= Görev Listesi =
A: Vapur yazısında "08:15 EMİNÖNÜ VAPURUNUN" ile "bir yer alır..." arasındaki bölümü, iki uç da dahil olmak üzere, "istihbarat şefi" yerine "haber müdürü" koyarak yeniden yazın.
B: Vapur yazısına göre şu soruları yanıtlayın:
(i) Yolcular her sabah vapurla nereden karşıya geçiyor?
(ii) Gazeteciler vapurun hangi bölümünde oturuyor?
(iii) Yazıyı kim kaleme aldı?

22 Mar 2008 19:06 Son Güncelleme: 19 Kas 2018 13:01

08:15 EMİNÖNÜ VAPURUNUN GAZETECİ YOLCULARI KİMLER?..NELER YAŞANIR?..NELER KONUŞULUR?..

Her sabah vapurla Kadıköy'den karşıya geçen yolcular arasında bir basın kafilesi var.Akşam'ın istihbarat şefi Bayram Yaşlı,vapurun burun bölümünde oturan gazetecileri ve yolculardan gelen ilgiyi yazdı...

8:15 Vapuru´na hoş geldiniz

İnsanların hayatlarında öylesine yer edinmiş anılar var ki ne yaparsanız unutmanız mümkün değildir. İşte benim hayatımda da çok ama çok önemli anıları barındıran vapur sefaları önemli bir yer alır...

= Sağlanan Veriler =
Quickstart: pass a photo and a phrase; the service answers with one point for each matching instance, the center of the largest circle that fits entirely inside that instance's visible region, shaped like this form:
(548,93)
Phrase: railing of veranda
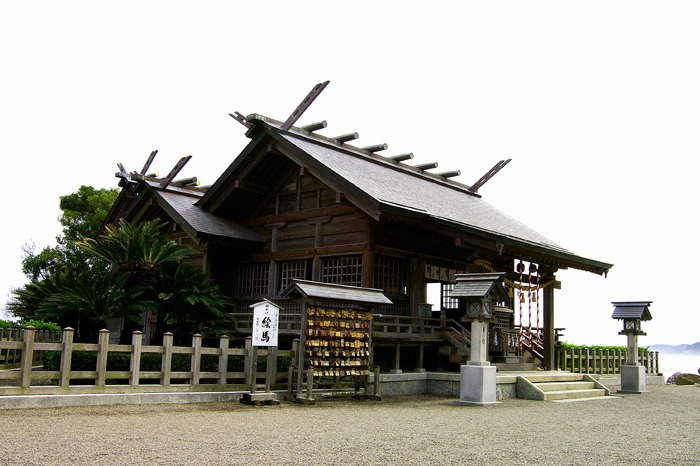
(603,361)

= Sırayla Çözümler =
A:
08:15 EMİNÖNÜ VAPURUNUN GAZETECİ YOLCULARI KİMLER?..NELER YAŞANIR?..NELER KONUŞULUR?..

Her sabah vapurla Kadıköy'den karşıya geçen yolcular arasında bir basın kafilesi var.Akşam'ın haber müdürü Bayram Yaşlı,vapurun burun bölümünde oturan gazetecileri ve yolculardan gelen ilgiyi yazdı...

8:15 Vapuru´na hoş geldiniz

İnsanların hayatlarında öylesine yer edinmiş anılar var ki ne yaparsanız unutmanız mümkün değildir. İşte benim hayatımda da çok ama çok önemli anıları barındıran vapur sefaları önemli bir yer alır...

B:
(i) Kadıköy'den.
(ii) Burun bölümünde.
(iii) Akşam'ın istihbarat şefi Bayram Yaşlı.